> _WHAT THE TASK REQUIRES_
From the article on Hyderabad's data center growth below, set down word for word the passage that begins at "Drivers of Growth" and stops after "up their presence.".

> _DOCUMENT EXCERPT_
= = = = =

Hyderabad has transformed from a secondary IT/ITeS-led location into a hyperscale and AI infrastructure hub, more than doubling its live IT capacity to 151.4 megawatts (MW) by the end of 2025, up from 60.9 MW in 2022, according to Knight Frank India. The city also boasts a committed and early-stage development pipeline of 1.9 gigawatts (GW), second only to Mumbai, as per the firm's report titled 'India Data Centre Market Update 2025: Tracking Capacity, Demand and Supply Pipeline'. Mumbai's committed pipeline expanded to 1,543.3 MW by Q4 2025, while its early-stage pipeline crossed 2,209 MW, reinforcing its position as the country's primary hyperscale hub. Mumbai already has 173 MW under construction, adding up to 3.9 GW.
Drivers of Growth
The realty consulting firm highlighted that the pipeline is driven by operator preference for large, campus-scale deployments and Hyderabad's positioning as a cost-competitive alternative to coastal markets. Telangana's push to become a global AI data centre hub, including incentives for high-density graphics processing units (GPUs), large-scale training compute, and liquid cooling, along with initiatives like the government's Future City and AI City, is strengthening the city's appeal for next-generation workloads. Knight Frank also cited Hyderabad's disaster-safe geography as a site-selection advantage, with NTT and AdaniConneX aggressively expanding their footprints, even as global hyperscalers step up their presence.

= = = = =

> _DATA RECORDS_
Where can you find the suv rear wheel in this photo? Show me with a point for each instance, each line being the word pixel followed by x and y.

= = = = =

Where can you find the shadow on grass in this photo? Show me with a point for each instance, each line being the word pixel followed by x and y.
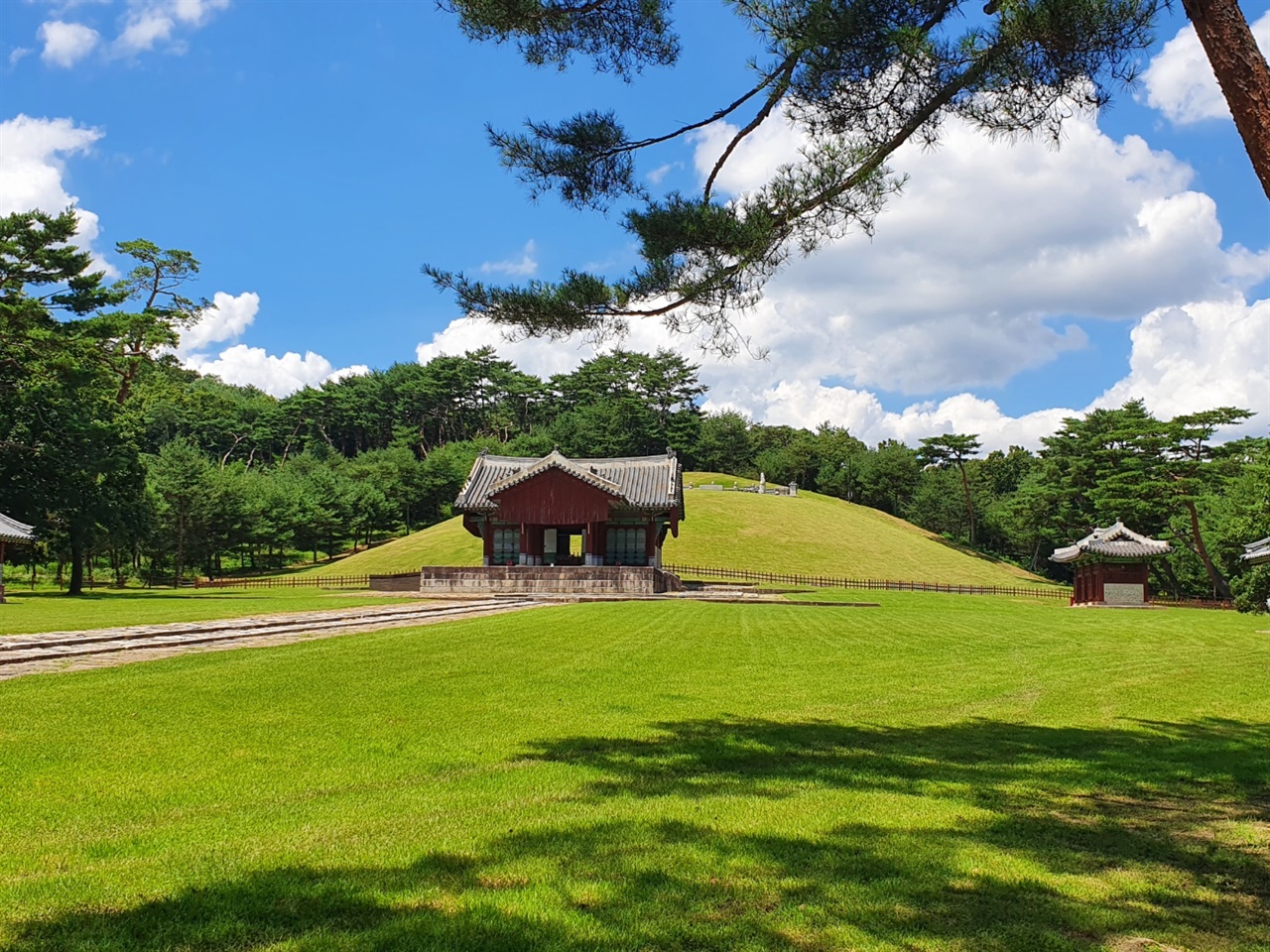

= = = = =

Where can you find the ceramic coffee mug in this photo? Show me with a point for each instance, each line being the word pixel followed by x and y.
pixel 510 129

= = = = =

> _COMPLETED EXERCISE_
Drivers of Growth
The realty consulting firm highlighted that the pipeline is driven by operator preference for large, campus-scale deployments and Hyderabad's positioning as a cost-competitive alternative to coastal markets. Telangana's push to become a global AI data centre hub, including incentives for high-density graphics processing units (GPUs), large-scale training compute, and liquid cooling, along with initiatives like the government's Future City and AI City, is strengthening the city's appeal for next-generation workloads. Knight Frank also cited Hyderabad's disaster-safe geography as a site-selection advantage, with NTT and AdaniConneX aggressively expanding their footprints, even as global hyperscalers step up their presence.